## Exercise directions
Repeat nothing but the line containing "Would you kindly point to the piemonte" and the lines that follow it, up to and including the last line of the data below.
── Data for this exercise ──
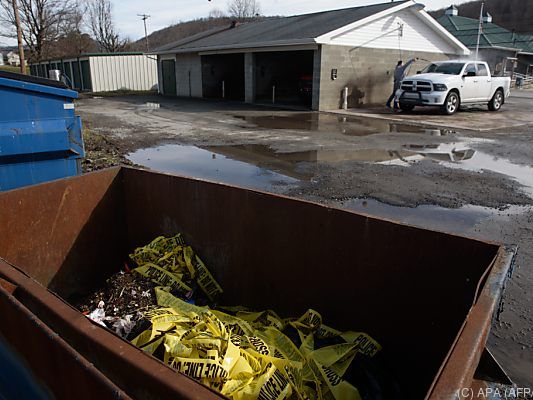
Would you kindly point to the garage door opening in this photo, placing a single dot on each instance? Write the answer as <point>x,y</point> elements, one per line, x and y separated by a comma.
<point>169,77</point>
<point>223,76</point>
<point>284,77</point>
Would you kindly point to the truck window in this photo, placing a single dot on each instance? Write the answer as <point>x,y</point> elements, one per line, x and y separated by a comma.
<point>482,70</point>
<point>470,68</point>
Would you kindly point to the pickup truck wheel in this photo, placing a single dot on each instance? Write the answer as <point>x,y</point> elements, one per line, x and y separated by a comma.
<point>496,102</point>
<point>406,107</point>
<point>451,104</point>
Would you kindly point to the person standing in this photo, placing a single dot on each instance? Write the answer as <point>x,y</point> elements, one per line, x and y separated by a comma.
<point>399,74</point>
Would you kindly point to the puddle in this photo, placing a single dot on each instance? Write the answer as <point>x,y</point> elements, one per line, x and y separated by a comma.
<point>454,220</point>
<point>329,123</point>
<point>460,156</point>
<point>481,161</point>
<point>205,164</point>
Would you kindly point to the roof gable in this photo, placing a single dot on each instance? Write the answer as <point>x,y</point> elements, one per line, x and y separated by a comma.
<point>420,32</point>
<point>298,29</point>
<point>492,35</point>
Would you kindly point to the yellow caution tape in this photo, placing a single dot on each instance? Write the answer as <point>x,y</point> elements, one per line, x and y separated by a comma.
<point>246,355</point>
<point>169,262</point>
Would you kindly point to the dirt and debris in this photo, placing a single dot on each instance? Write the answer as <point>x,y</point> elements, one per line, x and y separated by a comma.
<point>120,303</point>
<point>101,151</point>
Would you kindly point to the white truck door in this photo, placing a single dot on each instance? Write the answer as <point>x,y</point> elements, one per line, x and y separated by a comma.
<point>470,84</point>
<point>484,82</point>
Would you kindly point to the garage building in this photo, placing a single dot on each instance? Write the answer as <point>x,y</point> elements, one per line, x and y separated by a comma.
<point>306,60</point>
<point>104,72</point>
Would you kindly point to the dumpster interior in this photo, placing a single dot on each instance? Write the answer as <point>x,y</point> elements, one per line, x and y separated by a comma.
<point>410,289</point>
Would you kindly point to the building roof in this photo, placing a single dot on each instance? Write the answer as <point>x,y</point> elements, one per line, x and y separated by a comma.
<point>493,36</point>
<point>297,29</point>
<point>85,55</point>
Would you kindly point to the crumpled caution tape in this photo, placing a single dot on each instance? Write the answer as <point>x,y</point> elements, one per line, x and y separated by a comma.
<point>170,262</point>
<point>247,356</point>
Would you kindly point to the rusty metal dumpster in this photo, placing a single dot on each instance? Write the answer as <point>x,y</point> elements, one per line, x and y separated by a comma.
<point>428,297</point>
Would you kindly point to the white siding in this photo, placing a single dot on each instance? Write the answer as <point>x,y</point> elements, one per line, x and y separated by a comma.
<point>383,34</point>
<point>135,72</point>
<point>189,75</point>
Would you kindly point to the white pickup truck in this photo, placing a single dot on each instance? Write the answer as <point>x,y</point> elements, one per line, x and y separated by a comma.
<point>450,84</point>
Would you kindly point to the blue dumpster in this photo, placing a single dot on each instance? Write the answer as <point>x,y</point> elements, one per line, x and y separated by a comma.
<point>40,137</point>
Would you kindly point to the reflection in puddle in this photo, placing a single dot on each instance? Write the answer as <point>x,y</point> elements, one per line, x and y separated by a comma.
<point>455,220</point>
<point>205,164</point>
<point>259,166</point>
<point>459,156</point>
<point>329,123</point>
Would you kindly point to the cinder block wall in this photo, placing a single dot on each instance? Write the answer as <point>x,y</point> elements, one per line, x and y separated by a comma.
<point>188,75</point>
<point>368,73</point>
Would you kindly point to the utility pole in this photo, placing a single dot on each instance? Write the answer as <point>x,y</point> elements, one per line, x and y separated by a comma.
<point>19,37</point>
<point>144,17</point>
<point>480,29</point>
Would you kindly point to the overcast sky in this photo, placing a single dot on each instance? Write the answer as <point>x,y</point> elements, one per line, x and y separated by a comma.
<point>166,12</point>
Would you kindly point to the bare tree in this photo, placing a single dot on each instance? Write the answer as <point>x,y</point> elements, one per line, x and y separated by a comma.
<point>102,26</point>
<point>244,9</point>
<point>216,13</point>
<point>74,40</point>
<point>42,23</point>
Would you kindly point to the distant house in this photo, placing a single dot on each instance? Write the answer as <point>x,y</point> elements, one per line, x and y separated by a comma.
<point>13,59</point>
<point>504,50</point>
<point>104,72</point>
<point>306,60</point>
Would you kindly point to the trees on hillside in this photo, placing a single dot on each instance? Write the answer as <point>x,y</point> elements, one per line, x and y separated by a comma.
<point>61,28</point>
<point>43,22</point>
<point>102,26</point>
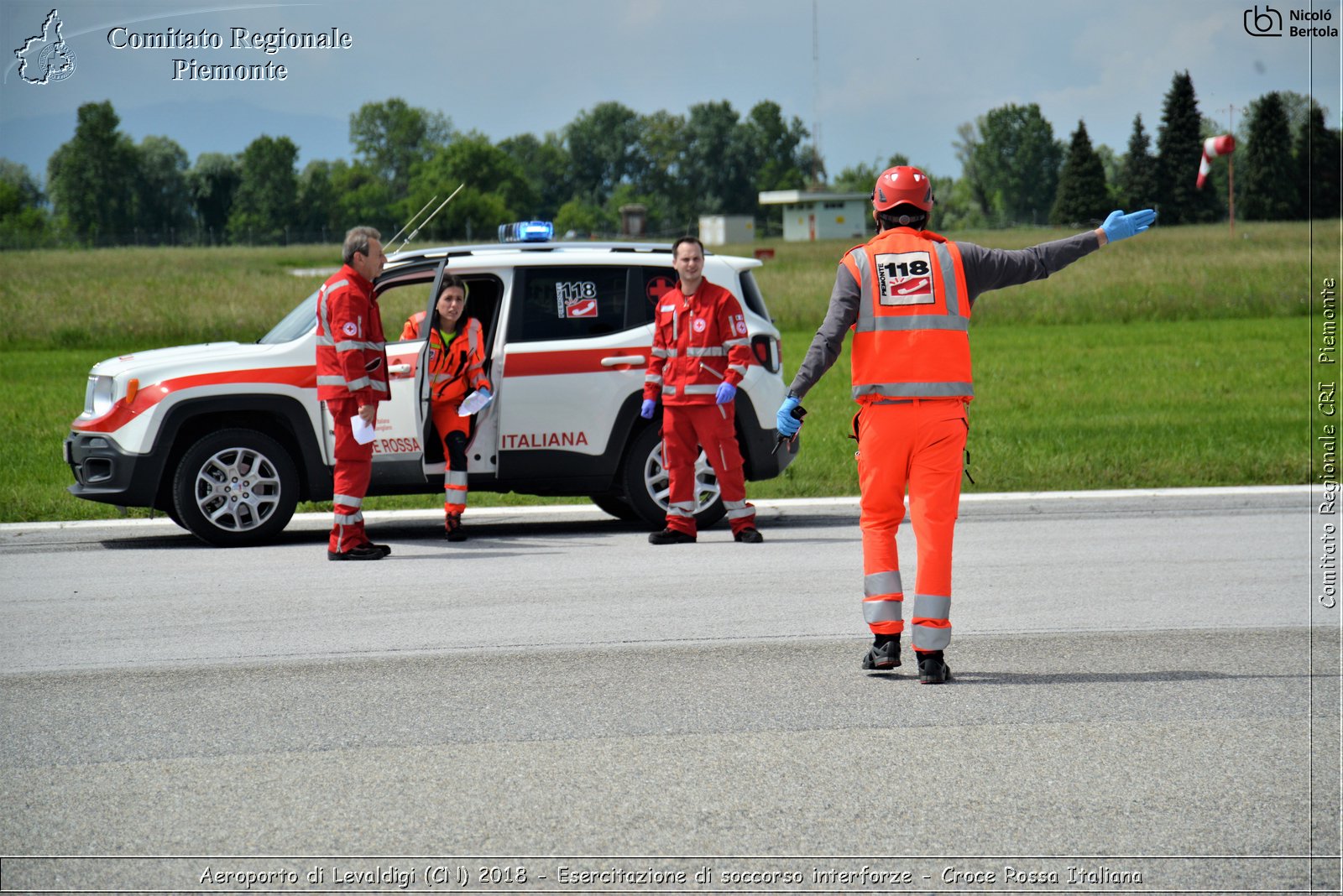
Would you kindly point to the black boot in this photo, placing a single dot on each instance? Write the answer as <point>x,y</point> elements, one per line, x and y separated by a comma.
<point>933,669</point>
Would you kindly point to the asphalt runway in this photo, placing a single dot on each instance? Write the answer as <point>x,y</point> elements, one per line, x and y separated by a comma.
<point>1146,699</point>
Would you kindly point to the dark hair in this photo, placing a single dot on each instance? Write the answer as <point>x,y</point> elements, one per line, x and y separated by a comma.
<point>450,280</point>
<point>687,239</point>
<point>903,215</point>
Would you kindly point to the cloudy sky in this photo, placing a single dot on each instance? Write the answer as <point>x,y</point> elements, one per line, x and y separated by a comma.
<point>888,76</point>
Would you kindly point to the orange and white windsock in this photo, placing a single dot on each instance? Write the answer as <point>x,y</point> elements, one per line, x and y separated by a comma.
<point>1213,147</point>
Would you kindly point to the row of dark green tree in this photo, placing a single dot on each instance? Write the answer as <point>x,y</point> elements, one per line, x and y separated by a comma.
<point>104,190</point>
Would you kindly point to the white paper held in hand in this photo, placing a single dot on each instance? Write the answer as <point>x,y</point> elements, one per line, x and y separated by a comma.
<point>364,432</point>
<point>476,401</point>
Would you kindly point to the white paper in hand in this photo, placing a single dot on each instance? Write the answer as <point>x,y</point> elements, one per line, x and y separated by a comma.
<point>476,401</point>
<point>363,431</point>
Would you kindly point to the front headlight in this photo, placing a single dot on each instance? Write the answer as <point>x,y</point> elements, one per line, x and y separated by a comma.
<point>98,396</point>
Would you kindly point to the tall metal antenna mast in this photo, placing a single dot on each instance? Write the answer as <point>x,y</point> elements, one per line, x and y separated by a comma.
<point>816,94</point>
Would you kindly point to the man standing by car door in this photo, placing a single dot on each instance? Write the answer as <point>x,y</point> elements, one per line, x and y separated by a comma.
<point>353,378</point>
<point>700,354</point>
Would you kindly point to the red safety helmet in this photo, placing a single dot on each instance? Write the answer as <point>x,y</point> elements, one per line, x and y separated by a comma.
<point>903,185</point>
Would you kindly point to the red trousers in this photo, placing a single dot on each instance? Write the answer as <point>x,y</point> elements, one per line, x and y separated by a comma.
<point>915,443</point>
<point>353,467</point>
<point>453,430</point>
<point>685,428</point>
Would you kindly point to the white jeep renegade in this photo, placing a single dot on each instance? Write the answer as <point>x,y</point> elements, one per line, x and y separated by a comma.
<point>227,438</point>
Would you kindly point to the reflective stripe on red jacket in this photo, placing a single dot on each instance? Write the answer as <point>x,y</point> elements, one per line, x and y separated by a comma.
<point>351,356</point>
<point>911,338</point>
<point>698,342</point>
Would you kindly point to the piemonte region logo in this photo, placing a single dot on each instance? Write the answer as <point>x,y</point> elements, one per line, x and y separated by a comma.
<point>46,58</point>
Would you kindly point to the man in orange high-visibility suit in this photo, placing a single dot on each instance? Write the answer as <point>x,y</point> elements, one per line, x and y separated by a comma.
<point>700,354</point>
<point>353,378</point>
<point>907,294</point>
<point>453,372</point>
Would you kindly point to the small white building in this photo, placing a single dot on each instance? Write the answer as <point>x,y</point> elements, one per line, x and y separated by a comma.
<point>823,216</point>
<point>716,230</point>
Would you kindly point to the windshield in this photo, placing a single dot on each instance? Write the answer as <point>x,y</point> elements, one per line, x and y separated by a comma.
<point>297,324</point>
───
## Answer box
Would you kindly point to the piemonte region logo in this photo, placing a single dot on each instance? Write the answer as <point>x,y</point> elements, one per line, x and y separated by a comma.
<point>46,58</point>
Would you kindly point to the man in orange high-visibility suit in this photo, placing a single dot on each instance? Write the answer as <point>x,y</point> elements, one per line, x and y separated by a comma.
<point>700,354</point>
<point>353,378</point>
<point>907,294</point>
<point>453,372</point>
Would you kindly point to the small white building in this photo, placing a single dot on each instance? Write the answer as <point>x,y</point> elements, one per line, x and y separated by a comma.
<point>823,216</point>
<point>716,230</point>
Would you kindly point to the windshield in this photo, placing a single dot on each instance? Write the answer as <point>x,y</point> elements, one per line, x and y separated by a comma.
<point>297,324</point>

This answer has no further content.